== Selected text
While the legislation passed in May 2018, the ban itself won’t go into effect until Jan. 2021, giving local businesses a chance to clear their inventory and make room for the alternative options. The state isn’t wasting any time before then, however. Hawaiian Airlines has already begun passing out samples of reef-safe sunscreen on their Hawaii-bound flights, and some local snorkeling companies are offering eco-friendly sunscreens to guests.
Following close behind Hawaii, Key West in Florida has also pledged to ban the sale of sunscreens with reef-harming oxybenzone and octinoxate chemicals by Jan. 2021. Considering that the only living coral reef in North America exists about six miles off the coast of the Keys, residents of the area know just how important keeping the waters free of toxic chemicals are. The ban will be city-wide and affect every store on the island.
Parts of Mexico
High-tourist areas of Mexico, such as the organism-rich cenotes in the Riviera Maya, already require that visitors use only biodegradable, reef-safe sunscreen (not containing oxybenzone and octinoxate). If you’re traveling to the Riviera Maya, including Cancun, Playa del Carmen and Cozumel, and natural reserves such as Xel Ha Park, Xcaret Park, Chankanaab Park, and Garrafon Natural Reef Park, biodegradable sunscreen is mandatory. Anywhere else in Mexico, including Puerto Vallarta, expect to be encouraged to use natural sunscreen. If you only come equipped with a sunscreen containing harmful ingredients, some spots might let you swap for a reef-safe alternative and return yours when you leave, but don’t count on this happening everywhere. Your best bet for a Mexico vacation is to pick up some oxybenzone-free sunscreen before you arrive, it will save some money and get you in good graces with the locals.
The Caribbean island of Bonaire is a popular diving spot that attracts ocean-lovers from all over the world. Just a few weeks after Hawaii passed its sunscreen ban, Bonaire's council unanimously voted to follow suit by banning the sale of oxybenzone and octinoxate by Jan. 2021. A 2017 study conducted by Wageningen University in the Netherlands (Bonaire is a municipality of the Netherlands) found that many of the island’s dive spots and coastal waters contained the damaging chemicals “at levels of serious environmental concern.”
====
== Data under study
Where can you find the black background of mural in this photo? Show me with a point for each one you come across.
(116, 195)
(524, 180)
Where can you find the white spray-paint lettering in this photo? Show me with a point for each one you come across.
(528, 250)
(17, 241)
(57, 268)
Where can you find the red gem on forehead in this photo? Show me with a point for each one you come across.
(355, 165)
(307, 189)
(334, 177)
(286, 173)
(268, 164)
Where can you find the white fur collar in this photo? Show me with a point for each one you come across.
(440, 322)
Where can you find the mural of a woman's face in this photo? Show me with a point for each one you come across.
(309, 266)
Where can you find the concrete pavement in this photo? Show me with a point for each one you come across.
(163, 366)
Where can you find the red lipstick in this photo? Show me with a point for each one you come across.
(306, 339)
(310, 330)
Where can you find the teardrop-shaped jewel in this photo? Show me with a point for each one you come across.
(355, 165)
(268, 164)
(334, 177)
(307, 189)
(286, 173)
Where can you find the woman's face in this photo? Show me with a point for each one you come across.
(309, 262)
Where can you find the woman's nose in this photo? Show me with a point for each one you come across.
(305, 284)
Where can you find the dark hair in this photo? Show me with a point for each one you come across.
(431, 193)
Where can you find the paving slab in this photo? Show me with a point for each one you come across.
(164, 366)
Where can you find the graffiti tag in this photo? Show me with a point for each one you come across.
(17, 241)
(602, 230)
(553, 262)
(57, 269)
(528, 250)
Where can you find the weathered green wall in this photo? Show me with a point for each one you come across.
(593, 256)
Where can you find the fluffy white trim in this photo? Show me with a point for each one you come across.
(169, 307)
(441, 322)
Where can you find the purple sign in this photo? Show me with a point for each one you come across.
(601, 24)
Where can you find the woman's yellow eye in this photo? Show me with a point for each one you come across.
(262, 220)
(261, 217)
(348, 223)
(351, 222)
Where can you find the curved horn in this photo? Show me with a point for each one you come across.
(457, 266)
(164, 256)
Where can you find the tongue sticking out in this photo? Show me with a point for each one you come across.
====
## Required action A:
In the text on sunscreen bans, how far off the coast of the Keys is the only living coral reef in North America?
## Required action B:
Repeat part of the text on sunscreen bans word for word, starting at the words "While the legislation" and stopping after "sunscreens to guests.".
## Required action C:
Go on with the text about sunscreen bans, picking up right after its last sentence.

## Expected output A:
About six miles.

## Expected output B:
While the legislation passed in May 2018, the ban itself won’t go into effect until Jan. 2021, giving local businesses a chance to clear their inventory and make room for the alternative options. The state isn’t wasting any time before then, however. Hawaiian Airlines has already begun passing out samples of reef-safe sunscreen on their Hawaii-bound flights, and some local snorkeling companies are offering eco-friendly sunscreens to guests.

## Expected output C:
The first country to vote in a sunscreen ban, Palau has a lot riding on measures to protect the ocean. As an island archipelago country, peaceful Palau in the South Pacific has already seen the effects of ocean warming. The ban in Palau came after a 2017 study conducted by the Coral Reef Research Foundation on the presence of sunscreen chemicals in Palau’s Jellyfish Lake, a UNESCO World Heritage Site. The lake showed high levels of sunscreen compounds in the water due to tourist use, but much higher in the tissues of the jellyfish who live there. The study recommended the promotion of eco-friendly sunscreens throughout the country. The sunscreen ban in Palau will go into full effect in 2020, and businesses will face hefty fines if caught selling sunscreens that are not biodegradable.
U.S. Virgin Islands
In June 2019, lawmakers in the U.S. Virgin Islands voted unanimously to ban the sale, distribution, and import of sunscreen containing oxybenzone and octinoxate. The ban will also encourage locals and visitors to use non-nano mineral sunscreen, which contains mineral particles larger than 100 nanometers. Sunscreens of the non-nano mineral variety are believed to be more gentle on the skin and less harmful to the ocean environment, as the ingredients are not small enough to be absorbed. The ban is poised to go into full effect by March of 2020.